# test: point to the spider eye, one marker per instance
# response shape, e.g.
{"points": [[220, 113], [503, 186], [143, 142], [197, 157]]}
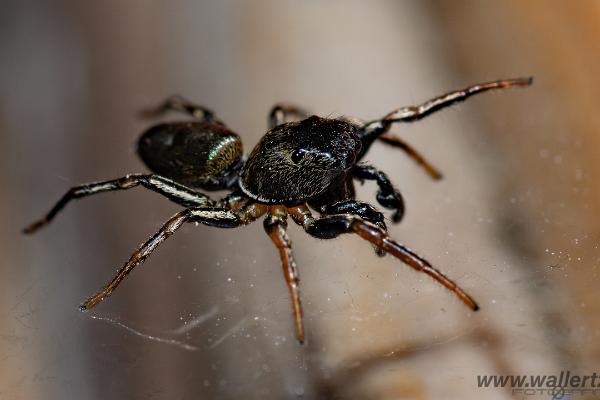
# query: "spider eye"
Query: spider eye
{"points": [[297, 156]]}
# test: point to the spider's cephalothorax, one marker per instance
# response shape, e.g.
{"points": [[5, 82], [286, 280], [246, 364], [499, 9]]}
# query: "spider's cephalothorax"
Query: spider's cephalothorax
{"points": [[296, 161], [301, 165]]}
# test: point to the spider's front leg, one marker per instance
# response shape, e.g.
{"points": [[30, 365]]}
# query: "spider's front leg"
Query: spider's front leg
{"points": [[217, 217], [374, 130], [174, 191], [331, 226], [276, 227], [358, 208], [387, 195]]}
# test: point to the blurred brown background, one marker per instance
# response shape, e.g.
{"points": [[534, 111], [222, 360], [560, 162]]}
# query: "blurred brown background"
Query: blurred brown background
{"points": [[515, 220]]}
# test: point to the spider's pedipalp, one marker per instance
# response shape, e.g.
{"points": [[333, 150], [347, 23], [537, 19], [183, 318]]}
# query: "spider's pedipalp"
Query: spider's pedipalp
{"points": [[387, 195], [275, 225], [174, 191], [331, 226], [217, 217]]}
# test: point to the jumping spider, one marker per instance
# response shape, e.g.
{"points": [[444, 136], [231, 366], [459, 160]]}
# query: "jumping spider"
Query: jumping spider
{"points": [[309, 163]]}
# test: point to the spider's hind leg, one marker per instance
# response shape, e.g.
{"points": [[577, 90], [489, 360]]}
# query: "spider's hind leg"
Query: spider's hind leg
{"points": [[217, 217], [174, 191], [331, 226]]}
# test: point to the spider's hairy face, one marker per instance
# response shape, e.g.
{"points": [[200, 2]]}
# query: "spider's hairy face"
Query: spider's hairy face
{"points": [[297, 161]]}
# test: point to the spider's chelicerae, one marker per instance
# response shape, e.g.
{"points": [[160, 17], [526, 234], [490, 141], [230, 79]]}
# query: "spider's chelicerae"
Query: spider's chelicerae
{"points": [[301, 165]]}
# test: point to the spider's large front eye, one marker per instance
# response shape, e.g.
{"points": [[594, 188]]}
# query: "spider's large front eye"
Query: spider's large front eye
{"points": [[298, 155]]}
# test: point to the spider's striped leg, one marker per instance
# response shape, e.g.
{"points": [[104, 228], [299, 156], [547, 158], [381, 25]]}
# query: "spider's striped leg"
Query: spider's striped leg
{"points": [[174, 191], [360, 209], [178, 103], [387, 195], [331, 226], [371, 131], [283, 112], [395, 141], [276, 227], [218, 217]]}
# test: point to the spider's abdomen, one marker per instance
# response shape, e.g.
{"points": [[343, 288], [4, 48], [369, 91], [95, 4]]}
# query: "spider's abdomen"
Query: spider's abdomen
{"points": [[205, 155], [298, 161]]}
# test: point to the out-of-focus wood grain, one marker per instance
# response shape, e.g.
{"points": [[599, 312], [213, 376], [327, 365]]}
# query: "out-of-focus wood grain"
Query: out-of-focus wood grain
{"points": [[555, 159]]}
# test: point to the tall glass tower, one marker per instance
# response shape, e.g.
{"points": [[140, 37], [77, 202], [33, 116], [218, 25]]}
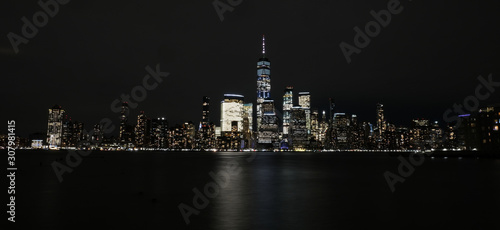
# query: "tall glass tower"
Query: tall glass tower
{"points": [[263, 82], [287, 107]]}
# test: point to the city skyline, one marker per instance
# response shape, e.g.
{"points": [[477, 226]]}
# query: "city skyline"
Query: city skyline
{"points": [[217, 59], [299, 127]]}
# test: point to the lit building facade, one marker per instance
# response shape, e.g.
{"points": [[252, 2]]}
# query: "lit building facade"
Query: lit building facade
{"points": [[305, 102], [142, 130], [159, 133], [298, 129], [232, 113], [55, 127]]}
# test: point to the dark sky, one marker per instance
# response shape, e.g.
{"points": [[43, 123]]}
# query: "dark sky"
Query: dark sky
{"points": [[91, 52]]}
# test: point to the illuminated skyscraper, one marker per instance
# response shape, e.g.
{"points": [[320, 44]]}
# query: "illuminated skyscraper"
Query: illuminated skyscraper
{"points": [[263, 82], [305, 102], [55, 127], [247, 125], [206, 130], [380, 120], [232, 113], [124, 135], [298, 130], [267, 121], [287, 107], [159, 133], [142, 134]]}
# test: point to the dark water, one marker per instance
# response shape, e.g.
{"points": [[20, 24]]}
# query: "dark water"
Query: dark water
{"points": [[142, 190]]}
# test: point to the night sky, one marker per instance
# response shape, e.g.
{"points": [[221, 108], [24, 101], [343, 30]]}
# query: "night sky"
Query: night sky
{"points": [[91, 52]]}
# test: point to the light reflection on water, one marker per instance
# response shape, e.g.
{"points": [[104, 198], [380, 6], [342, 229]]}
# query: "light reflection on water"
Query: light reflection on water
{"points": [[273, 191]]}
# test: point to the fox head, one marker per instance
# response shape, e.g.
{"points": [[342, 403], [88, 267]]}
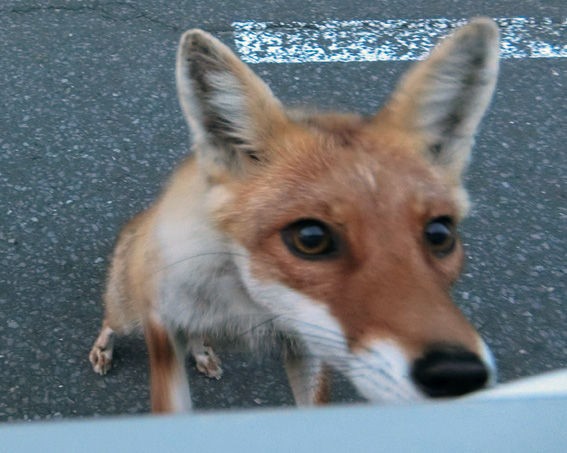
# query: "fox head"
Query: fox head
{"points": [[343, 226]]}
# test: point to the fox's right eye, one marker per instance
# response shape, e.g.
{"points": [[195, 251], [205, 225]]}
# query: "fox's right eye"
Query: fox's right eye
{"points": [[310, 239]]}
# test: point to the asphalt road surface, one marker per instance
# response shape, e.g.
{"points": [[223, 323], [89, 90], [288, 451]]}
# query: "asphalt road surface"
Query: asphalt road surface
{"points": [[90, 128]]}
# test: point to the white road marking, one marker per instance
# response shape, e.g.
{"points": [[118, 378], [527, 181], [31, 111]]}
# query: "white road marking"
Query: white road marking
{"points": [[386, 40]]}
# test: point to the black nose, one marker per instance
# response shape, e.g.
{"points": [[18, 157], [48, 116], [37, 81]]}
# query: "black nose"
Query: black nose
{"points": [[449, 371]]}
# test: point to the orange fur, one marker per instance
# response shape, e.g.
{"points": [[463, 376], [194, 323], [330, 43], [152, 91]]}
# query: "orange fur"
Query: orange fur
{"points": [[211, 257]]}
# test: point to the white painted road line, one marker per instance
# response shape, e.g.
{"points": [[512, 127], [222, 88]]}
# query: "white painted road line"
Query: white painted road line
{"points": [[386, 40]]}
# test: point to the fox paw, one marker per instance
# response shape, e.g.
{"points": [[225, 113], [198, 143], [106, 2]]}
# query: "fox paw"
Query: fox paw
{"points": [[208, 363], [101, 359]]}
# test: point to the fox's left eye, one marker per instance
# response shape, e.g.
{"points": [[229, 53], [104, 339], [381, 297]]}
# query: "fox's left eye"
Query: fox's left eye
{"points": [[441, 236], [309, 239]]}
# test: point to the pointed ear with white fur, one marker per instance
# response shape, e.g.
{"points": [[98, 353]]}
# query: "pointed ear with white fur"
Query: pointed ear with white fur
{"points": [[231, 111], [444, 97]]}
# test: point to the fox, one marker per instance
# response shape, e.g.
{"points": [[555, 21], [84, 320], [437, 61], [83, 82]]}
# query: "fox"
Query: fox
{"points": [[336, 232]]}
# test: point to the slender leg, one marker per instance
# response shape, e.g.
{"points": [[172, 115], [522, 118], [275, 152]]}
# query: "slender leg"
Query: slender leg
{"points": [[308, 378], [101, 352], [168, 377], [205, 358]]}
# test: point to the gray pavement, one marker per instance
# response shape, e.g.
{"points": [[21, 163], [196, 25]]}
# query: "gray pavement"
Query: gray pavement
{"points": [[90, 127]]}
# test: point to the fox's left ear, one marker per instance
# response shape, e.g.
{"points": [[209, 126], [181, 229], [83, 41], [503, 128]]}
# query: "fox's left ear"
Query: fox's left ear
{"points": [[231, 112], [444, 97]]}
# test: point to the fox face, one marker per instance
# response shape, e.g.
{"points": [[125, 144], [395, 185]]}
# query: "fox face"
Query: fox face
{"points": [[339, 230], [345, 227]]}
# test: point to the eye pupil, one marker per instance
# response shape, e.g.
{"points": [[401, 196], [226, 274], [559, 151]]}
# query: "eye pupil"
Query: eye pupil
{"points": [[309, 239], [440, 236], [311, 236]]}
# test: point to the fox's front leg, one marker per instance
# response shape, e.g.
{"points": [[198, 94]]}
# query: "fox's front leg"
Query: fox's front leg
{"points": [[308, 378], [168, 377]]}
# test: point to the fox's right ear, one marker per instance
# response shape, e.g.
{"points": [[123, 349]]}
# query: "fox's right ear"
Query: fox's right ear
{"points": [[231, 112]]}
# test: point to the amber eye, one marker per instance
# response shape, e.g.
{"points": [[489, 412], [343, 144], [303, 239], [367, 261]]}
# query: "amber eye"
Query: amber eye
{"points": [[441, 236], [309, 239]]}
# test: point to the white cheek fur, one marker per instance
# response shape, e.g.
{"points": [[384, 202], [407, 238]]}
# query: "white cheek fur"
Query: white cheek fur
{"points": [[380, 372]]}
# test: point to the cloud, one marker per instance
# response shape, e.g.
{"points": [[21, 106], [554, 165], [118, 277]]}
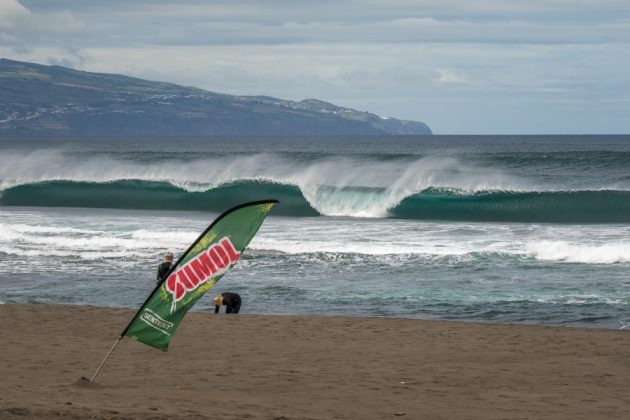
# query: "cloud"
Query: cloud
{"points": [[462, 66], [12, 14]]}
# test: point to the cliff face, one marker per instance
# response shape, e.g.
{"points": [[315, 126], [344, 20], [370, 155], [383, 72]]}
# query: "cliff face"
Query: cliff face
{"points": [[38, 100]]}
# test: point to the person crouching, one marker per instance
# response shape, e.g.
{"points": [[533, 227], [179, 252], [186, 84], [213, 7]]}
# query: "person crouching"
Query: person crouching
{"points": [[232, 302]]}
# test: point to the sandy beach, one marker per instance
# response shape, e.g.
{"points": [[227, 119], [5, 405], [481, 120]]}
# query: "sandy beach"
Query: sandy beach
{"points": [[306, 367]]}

__________

» **SHORT EXERCISE**
Here the job is to quote the lines from the one with "# test: point to the fox's front" through the end of the material, both included, exactly; please skip the pictures.

» **EXERCISE RESPONSE**
# test: point to the fox's front leg, one marker per instance
# response shape, e.g.
{"points": [[198, 94]]}
# query: "fox's front leg"
Query: fox's front leg
{"points": [[308, 378], [168, 377]]}
# test: point to the fox's right ear, one marker per instance
# response shape, e.g.
{"points": [[123, 349]]}
# query: "fox's right ear"
Query: fox's right ear
{"points": [[231, 112]]}
# test: point to the amber eye, one marker per instance
# response shape, e.g.
{"points": [[489, 412], [343, 144], [303, 239], [367, 261]]}
# query: "amber eye"
Query: amber eye
{"points": [[441, 236], [309, 239]]}
# test: point to the white cheek fur, one marker per instance
# response shape, e.g.
{"points": [[384, 202], [407, 238]]}
# query: "white cheek fur"
Query: white cheek fur
{"points": [[380, 372]]}
# test: point to the cloud, one marker per instance
# response shape, e.g.
{"points": [[21, 106], [554, 165], [118, 277]]}
# query: "cloud"
Query: cloud
{"points": [[462, 66], [12, 14]]}
# test: point to the cliff face, one marker per instance
# response shape, e.g.
{"points": [[315, 126], [344, 20], [370, 155], [383, 72]]}
# query: "cliff face"
Query: cliff face
{"points": [[38, 100]]}
# test: point to the person crouching, one marker per instance
# response shape, e.g.
{"points": [[533, 227], [179, 252], [186, 84], [213, 7]]}
# query: "person crouching"
Query: person crouching
{"points": [[232, 302]]}
# test: point to the sandy beach, one marker per instance
# response shape, e.g.
{"points": [[227, 119], [5, 405], [481, 120]]}
# query: "sandy beach"
Query: sandy beach
{"points": [[306, 367]]}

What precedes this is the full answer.